====== Selection ======

IS THIS REALLY THE AGE OF COMMUNICATION?
By Andrew L. Urban


In the Golden Globe nominated Up In The Air, which opens in Australia this week, George Clooney plays Ryan Bingham whose story reflects “how we live now, in an intersecting moment of technological advances and communication breakdowns,” says filmmaker Jason Reitman. “I saw it as a story about a guy who has to deal with the fact that, even though he thinks his life is complete, he’s been ignoring something very important, which is the responsibility to be part of something larger,” says Reitman. “Ryan Bingham is so scared off by the burdens of joining a community that he’s been missing out on the value of that.”

"exploring as a society"

He continues: “It’s something I think we’re exploring as a society right now. We’re all using our cell phones and twittering and texting and it seems as if we are more connected than ever – while, in reality, people don’t look each other in the eye much anymore, and we have fewer real relationships.”

That aspect of the film’s subtext is even more relevant to Western society today than Reitman suggests. While the film raises the subject of interpersonal communication and the sense of community that physical communication develops between us, it also touches on the disaster zone that is corporate communications. With all the new tools of communication, most companies have harnessed their powers to take the place of employees.

======

• Challenge A: Rewrite the records, replacing "metal guardrail" with "steel railing" and keeping everything else unchanged.

====== Extracted records ======

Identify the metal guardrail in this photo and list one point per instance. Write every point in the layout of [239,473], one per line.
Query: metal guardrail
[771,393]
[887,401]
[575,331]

======

• Challenge B: Extend the article about Up In The Air and communication, starting after its final sentence.

• Exercise result A:
Identify the steel railing in this photo and list one point per instance. Write every point in the layout of [239,473], one per line.
Query: steel railing
[771,393]
[887,401]
[575,331]

• Exercise result B:
Of all the major companies we (at Urban Cinefile) deal with, only insurer AAMI has a real human to answer the phone, offering to put us through to the right person for our query. Even the so-called communication companies have failed the communication test; telcos are notorious for multi layer voice menus that don’t cover every eventuality and put the onus of selection on its customers. So it is us the customers, who are doing the work that their staff should be doing. It is us the customers, who are obliged to contact each separate department to do what a single customer service officer should be doing.

Many companies don’t even list a phone number on their website and customers can never talk to a decision making manager. It’s all in the hands of a customer service officer, who may be new, temporary or in Delhi. They can’t see you; you can’t see them. They don’t even have to tell you their surname. No contact.

"companies do not get to build a real relationship with their customers"

Consequently, companies do not get to build a real relationship with their customers; that can only happen person to person. Brand loyalty? Only if the price is right. Frankly, I am angry and frustrated with the lot of them, before we start talking – and before we get to the complaints. Senior managements around the country (and the world) clearly have no idea of the mess their companies have made of this age of communication.

After a couple of years lost in the wilderness of impersonal services, our bank (the CBA) recently reverted to having a real branch manager. The quality of service and the quality of our satisfaction has increased exponentially.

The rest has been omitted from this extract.